----- Exercise passage
1942 WW2: Coffee rationing begins in the US, lasting until the end of the war.


1943 WW2: Nov 28-Dec 2 The Tehran Conference: Churchill and Roosevelt meet with Stalin for the first time. During the deliberations, a date for the invasion of France, code-named Operation Overlord, is confirmed. Stalin agrees to launch a simultaneous attack on Germany's eastern front and is assured that a second invasion of France (from the Mediterranean), known as Operation Anvil, will also take place. Stalin reaffirms that the Soviets will join in the fight against Japan after Germany is defeated, but asserts that the USSR wants Sakhalin, the Kuril Islands, and a year-round Pacific port on the mainland of Asia. The restoration of Iran is also discussed. Note: Roosevelt also agrees to most of Stalin's territorial demands in Europe and asks that the arrangements be kept secret until after the next presidential elections in the United States. In Ankara, Anthony Eden tells the Turkish foreign minister that the Soviets will be given a free hand in the Balkans after the war. (Sturdza)

1944 Holocaust: The last gassings take place at Auschwitz. More than 8,000 have been gassed since the first of November. (Atlas

1944 WW2: The first shipment of supplies reaches Antwerp by convoy, a new route for the Allies.

1948 Edwin Land's first Polaroid cameras go on sale in Boston, Massachusetts, USA.


1960 Mauritania gains independence from France (Now a National Day).

1963 US President Lyndon Johnson changes the name of Cape Canaveral, Florida, to Cape Kennedy, in honor of his assassinated predecessor. Residents will changed the name back to Cape Canaveral in 1973.

1964 Mariner 4 is launched. It will become the first spacecraft to fly by Mars.


1966 A coup in Burundi overthrows the monarchy as a republic is declared.

1971 Death: Wasfi Tal, Jordan's Prime Minister, assassinated by Black September terrorists outside the Hilton Hotel in Cairo where he is on an official visit.

1978 Iranian Revolution: Amid growing fundamentalist opposition, the Iranian government bans all religious rallies.

1984 Republican Robert Dole is elected Senate majority leader.

1986 The Reagan administration exceeds the SALT II arms limitations for the first time.

1987 Death: Choh Hao Li, biochemist professor (isolated growth hormones), at 74.


1988 Picasso's Acrobat & Harlequin sells for $38.46 million.

1994 Serial killer Jeffrey Dahmer, serving 15 consecutive life sentences for the brutal murders of 15 men, is beaten to death by a fellow inmate while performing cleaning duty in a toilet at the Columbia Correctional Institute gymnasium in Portage, Wisconsin.
----------
----- Information supplied
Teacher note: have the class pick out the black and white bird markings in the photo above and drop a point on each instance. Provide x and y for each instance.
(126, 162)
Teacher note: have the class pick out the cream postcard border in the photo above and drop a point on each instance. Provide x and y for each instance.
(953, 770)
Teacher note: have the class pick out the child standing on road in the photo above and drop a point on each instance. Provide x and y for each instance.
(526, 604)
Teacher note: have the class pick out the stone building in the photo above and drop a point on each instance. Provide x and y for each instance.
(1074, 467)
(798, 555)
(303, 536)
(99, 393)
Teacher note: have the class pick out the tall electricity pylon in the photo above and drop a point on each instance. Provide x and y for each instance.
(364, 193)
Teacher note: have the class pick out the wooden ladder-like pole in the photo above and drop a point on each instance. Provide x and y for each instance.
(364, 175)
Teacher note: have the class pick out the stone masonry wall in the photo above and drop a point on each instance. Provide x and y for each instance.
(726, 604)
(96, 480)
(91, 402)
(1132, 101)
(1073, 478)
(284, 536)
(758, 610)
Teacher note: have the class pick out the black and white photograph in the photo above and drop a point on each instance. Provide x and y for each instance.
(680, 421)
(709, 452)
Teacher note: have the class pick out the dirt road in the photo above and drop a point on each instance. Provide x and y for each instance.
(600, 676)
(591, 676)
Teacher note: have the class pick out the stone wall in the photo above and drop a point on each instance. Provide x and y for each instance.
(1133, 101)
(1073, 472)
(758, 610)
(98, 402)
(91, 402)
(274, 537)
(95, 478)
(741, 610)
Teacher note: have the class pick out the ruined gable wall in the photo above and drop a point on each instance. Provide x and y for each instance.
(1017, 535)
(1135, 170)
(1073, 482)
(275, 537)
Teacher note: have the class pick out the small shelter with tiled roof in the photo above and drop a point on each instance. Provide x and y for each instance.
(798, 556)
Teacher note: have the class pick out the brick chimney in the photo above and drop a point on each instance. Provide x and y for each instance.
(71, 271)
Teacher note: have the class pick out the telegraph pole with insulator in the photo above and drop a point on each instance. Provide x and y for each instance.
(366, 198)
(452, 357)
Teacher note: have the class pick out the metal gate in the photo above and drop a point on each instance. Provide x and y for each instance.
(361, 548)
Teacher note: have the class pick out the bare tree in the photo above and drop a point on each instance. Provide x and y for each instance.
----------
List of tasks ▸
[a] In the historical timeline, list everything Stalin asserts the USSR wants at the Tehran Conference.
[b] Continue the historical timeline after the 1994 entry about Jeffrey Dahmer, using the same format of a year followed by a one-line event.

Exercise answers ▸
[a] Sakhalin, the Kuril Islands, and a year-round Pacific port on the mainland of Asia

[b]
1995 Prime Ministers John Major of Britain and John Bruton of Ireland unveil a new initiative for all-party talks on the future of the British-ruled province of Northern Ireland.

1996 General Ratko Mladic formally gives up leadership of the Bosnian Serb army.


2001 US warplanes bomb a suspected hideout of Taliban and al-Qaeda leaders as the US declares it has detained members of Osama bin Laden's terrorist network.

2001 The CIA identifies Michael Spann as the operative killed in the Mazar-e-Sharif prison uprising. Spann officially becomes the first American combat death in the Afghan war.

2001 The Pentagon says that the Taliban leadership has lost control of their troops.


2001 US forces concentrate their attacks on a deep mountain bunker where they suspect Osama bin Laden may be holed up. The bunker is near a complex in Tora Bora. A Pentagon spokesmen says, "We're now convinced this is where he is and where 1,000 or so al-Qaeda fighters with him will make their last stand."


2001 More than 150 captured Taliban soldiers are reportedly executed by Pashtun opposition forces in Takteh Pol.

2001 In a radio address to Taliban forces, Taliban spiritual leader Mullah Mohammad Omar, calls on his fighters to "Stick to your positions, and fight to the death."


2001 The Northern Alliance tells the UN-sponsored conference in Bonn that there is no need for an international military force in Afghanistan. The leader of the Alliance delegation, Younus Qanooni, declares, "We have our own qualified security forces and there is full security in Afghanistan."